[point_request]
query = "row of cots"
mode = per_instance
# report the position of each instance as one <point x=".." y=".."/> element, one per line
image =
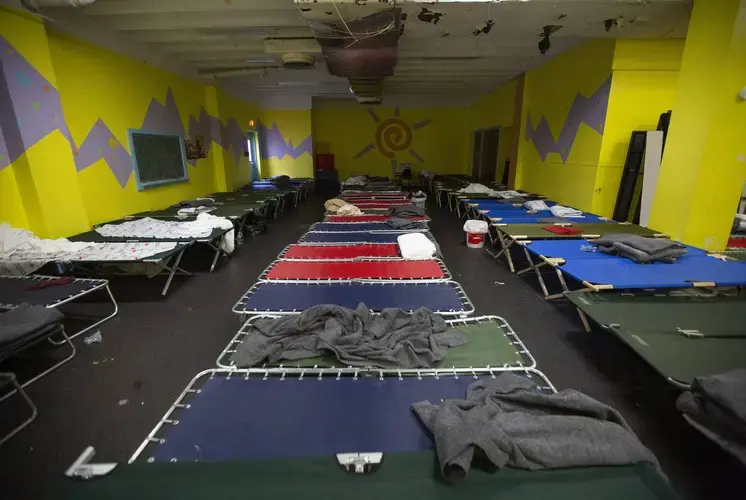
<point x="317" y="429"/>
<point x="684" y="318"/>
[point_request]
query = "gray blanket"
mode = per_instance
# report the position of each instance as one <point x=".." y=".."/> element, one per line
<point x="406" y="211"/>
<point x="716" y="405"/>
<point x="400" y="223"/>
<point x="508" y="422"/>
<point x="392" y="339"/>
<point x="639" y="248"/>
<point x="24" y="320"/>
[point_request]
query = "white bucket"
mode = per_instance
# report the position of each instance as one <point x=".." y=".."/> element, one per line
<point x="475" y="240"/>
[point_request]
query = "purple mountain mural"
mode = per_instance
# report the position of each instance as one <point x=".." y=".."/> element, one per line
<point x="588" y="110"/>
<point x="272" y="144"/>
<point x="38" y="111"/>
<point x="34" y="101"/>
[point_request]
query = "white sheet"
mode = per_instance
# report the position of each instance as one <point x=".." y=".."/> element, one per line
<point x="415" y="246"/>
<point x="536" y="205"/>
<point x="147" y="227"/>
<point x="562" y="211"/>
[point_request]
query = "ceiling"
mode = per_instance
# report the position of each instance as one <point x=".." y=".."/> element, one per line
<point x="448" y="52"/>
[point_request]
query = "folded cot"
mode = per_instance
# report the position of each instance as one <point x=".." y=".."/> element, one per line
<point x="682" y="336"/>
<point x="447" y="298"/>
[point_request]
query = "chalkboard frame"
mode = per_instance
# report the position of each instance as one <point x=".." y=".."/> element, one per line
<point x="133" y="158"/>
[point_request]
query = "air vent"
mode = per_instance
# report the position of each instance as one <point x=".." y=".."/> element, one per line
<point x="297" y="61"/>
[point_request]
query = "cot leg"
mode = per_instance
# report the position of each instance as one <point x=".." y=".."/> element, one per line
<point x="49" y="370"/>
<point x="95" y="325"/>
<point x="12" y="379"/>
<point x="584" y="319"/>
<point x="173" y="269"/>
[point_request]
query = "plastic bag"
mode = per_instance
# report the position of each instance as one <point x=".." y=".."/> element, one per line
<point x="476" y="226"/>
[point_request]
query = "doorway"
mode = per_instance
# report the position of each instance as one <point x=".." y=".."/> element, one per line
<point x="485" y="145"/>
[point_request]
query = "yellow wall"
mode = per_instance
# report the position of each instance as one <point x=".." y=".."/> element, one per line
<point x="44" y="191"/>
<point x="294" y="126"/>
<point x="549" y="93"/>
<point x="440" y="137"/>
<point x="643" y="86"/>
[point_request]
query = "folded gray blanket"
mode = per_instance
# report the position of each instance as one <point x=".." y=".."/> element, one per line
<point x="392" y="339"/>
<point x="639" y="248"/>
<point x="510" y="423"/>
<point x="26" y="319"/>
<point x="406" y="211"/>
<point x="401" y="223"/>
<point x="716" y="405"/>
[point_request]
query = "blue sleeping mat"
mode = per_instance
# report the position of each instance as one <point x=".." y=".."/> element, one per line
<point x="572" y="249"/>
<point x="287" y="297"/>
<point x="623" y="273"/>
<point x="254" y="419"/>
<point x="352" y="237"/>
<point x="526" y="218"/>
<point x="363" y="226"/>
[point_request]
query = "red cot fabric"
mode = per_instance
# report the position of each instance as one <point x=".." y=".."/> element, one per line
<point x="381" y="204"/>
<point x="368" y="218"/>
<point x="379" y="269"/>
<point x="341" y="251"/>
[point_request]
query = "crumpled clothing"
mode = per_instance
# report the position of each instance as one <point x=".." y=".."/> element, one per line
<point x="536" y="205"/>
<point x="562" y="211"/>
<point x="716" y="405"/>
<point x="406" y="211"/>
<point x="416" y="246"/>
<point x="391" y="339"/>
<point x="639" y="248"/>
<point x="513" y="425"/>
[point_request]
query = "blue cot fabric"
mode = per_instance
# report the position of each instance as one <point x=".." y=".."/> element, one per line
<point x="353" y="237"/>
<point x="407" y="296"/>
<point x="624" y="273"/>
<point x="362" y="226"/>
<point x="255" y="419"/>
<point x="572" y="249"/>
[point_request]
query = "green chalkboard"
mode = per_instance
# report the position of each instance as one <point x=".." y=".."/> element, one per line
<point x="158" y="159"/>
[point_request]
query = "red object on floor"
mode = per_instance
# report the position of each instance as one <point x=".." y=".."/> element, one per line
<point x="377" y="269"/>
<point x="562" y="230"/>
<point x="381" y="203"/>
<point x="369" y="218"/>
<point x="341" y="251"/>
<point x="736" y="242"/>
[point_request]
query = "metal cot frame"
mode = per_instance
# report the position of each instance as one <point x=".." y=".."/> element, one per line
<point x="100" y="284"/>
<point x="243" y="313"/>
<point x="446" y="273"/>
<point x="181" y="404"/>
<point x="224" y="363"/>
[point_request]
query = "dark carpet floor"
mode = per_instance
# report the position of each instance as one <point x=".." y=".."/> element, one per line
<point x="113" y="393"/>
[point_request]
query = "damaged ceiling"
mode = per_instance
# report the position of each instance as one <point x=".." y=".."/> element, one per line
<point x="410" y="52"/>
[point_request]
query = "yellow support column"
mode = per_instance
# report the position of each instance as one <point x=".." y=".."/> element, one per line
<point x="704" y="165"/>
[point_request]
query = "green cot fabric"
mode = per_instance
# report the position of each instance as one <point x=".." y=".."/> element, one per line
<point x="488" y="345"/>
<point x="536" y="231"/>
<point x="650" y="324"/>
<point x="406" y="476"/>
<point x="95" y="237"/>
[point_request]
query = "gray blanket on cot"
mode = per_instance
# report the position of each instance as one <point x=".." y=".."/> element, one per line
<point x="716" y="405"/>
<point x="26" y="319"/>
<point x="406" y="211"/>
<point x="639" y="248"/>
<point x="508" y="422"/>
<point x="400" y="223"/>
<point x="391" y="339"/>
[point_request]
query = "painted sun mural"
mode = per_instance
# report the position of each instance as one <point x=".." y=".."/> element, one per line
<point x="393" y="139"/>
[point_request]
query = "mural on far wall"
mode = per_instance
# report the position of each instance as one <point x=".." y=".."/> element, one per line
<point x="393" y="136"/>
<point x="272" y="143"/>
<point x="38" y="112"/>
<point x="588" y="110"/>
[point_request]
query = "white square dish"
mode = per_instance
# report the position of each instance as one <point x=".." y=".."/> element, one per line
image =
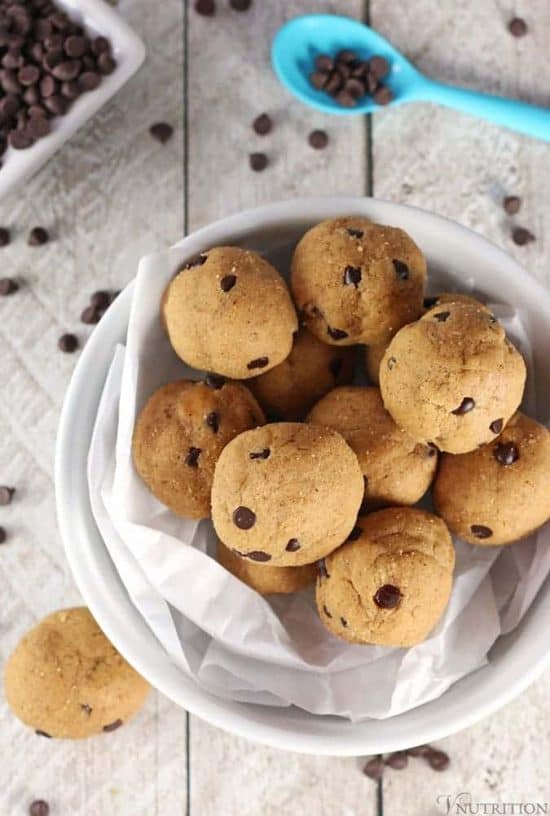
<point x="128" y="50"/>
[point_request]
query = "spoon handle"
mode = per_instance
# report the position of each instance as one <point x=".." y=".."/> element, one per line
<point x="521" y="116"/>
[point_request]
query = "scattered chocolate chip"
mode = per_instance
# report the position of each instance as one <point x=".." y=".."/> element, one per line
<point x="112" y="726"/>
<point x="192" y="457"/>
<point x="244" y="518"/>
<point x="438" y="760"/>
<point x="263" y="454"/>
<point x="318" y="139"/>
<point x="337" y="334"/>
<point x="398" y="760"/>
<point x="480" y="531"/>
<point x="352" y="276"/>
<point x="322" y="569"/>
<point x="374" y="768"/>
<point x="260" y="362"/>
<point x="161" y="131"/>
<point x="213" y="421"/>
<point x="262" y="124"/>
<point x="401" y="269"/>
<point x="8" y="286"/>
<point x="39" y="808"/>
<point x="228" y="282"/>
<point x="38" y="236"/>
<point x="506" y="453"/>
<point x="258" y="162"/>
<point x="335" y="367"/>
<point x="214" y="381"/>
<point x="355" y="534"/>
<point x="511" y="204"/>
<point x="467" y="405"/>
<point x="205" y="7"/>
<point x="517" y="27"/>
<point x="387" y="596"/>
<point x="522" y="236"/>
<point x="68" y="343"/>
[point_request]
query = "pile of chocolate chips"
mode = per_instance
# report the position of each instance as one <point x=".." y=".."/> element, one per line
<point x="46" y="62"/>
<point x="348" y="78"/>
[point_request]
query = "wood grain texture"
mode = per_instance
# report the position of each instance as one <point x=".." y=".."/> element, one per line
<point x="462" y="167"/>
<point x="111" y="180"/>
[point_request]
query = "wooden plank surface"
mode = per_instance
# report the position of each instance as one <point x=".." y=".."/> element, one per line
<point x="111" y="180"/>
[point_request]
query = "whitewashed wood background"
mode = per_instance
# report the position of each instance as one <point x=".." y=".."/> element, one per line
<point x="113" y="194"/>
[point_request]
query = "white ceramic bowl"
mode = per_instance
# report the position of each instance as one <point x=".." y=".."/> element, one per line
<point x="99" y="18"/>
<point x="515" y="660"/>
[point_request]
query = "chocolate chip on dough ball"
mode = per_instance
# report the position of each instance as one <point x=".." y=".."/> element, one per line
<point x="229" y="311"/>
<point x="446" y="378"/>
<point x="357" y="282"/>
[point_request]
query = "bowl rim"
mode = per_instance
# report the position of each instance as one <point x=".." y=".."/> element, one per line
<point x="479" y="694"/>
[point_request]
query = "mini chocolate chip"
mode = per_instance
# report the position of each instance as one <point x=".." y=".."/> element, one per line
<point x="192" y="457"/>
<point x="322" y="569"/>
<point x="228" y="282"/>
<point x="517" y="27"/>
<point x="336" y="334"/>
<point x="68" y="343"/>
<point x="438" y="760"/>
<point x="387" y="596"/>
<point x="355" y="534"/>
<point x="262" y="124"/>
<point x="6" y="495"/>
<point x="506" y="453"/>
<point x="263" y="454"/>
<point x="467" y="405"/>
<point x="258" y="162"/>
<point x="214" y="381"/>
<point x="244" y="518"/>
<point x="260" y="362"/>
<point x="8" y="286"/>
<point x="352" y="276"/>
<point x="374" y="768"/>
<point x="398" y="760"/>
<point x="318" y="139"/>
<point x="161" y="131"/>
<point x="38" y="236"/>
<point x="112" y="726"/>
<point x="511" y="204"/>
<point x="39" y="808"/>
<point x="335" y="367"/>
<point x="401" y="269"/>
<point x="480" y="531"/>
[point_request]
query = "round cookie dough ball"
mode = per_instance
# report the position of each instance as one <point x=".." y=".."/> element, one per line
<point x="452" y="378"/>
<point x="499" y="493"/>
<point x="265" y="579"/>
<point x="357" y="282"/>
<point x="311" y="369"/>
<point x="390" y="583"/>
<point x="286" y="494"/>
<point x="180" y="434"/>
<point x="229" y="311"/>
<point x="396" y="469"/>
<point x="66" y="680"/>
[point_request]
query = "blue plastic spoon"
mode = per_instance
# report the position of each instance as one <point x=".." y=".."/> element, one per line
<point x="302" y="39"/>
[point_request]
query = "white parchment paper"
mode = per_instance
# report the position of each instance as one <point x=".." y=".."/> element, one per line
...
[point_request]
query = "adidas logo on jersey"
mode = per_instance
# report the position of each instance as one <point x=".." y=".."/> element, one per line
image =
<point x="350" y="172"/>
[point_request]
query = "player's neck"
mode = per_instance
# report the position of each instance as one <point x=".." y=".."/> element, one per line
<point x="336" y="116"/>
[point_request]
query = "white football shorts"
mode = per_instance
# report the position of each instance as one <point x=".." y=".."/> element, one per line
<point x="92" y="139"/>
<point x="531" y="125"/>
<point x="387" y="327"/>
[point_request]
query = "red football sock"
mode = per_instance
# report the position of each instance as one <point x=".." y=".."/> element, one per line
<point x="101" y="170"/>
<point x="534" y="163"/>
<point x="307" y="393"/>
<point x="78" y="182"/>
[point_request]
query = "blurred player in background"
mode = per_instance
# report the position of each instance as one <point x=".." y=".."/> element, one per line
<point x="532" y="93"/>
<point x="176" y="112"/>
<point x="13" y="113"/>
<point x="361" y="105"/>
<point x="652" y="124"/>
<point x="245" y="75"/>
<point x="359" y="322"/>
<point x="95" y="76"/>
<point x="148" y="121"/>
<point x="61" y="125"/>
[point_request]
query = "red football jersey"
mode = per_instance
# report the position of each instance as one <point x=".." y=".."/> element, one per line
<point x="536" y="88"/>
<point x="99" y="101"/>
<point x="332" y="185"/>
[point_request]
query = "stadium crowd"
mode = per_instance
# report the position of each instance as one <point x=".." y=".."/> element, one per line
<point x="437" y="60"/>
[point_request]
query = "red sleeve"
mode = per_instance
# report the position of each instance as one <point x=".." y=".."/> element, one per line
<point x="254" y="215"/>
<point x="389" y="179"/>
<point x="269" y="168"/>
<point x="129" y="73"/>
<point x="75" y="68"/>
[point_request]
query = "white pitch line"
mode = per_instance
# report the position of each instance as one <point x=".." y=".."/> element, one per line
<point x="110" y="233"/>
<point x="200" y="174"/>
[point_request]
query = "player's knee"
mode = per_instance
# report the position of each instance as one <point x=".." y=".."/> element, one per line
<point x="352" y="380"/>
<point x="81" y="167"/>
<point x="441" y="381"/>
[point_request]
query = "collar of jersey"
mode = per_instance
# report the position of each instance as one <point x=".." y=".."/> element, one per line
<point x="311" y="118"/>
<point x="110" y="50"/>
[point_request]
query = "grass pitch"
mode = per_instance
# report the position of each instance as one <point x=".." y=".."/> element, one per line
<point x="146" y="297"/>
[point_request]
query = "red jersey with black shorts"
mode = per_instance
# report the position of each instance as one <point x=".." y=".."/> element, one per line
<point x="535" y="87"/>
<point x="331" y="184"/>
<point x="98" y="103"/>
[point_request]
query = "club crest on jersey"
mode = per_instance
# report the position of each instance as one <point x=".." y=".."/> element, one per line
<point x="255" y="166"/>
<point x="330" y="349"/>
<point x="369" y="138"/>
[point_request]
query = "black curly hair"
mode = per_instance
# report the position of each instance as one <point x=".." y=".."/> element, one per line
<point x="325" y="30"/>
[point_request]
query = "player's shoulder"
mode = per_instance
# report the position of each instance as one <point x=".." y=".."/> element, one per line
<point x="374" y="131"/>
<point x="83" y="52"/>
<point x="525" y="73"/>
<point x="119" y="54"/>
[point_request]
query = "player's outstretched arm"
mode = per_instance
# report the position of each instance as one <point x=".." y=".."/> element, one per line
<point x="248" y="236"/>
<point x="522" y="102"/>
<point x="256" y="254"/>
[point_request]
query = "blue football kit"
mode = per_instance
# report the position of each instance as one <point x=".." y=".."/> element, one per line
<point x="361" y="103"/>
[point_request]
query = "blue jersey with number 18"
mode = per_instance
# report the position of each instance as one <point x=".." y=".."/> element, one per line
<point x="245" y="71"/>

*What you need to do*
List every line in the data above that contains the string "mural", matching case exactly.

*Finished exercise*
query = "purple mountain mural"
query = "painted sun mural"
query = "mural on far wall"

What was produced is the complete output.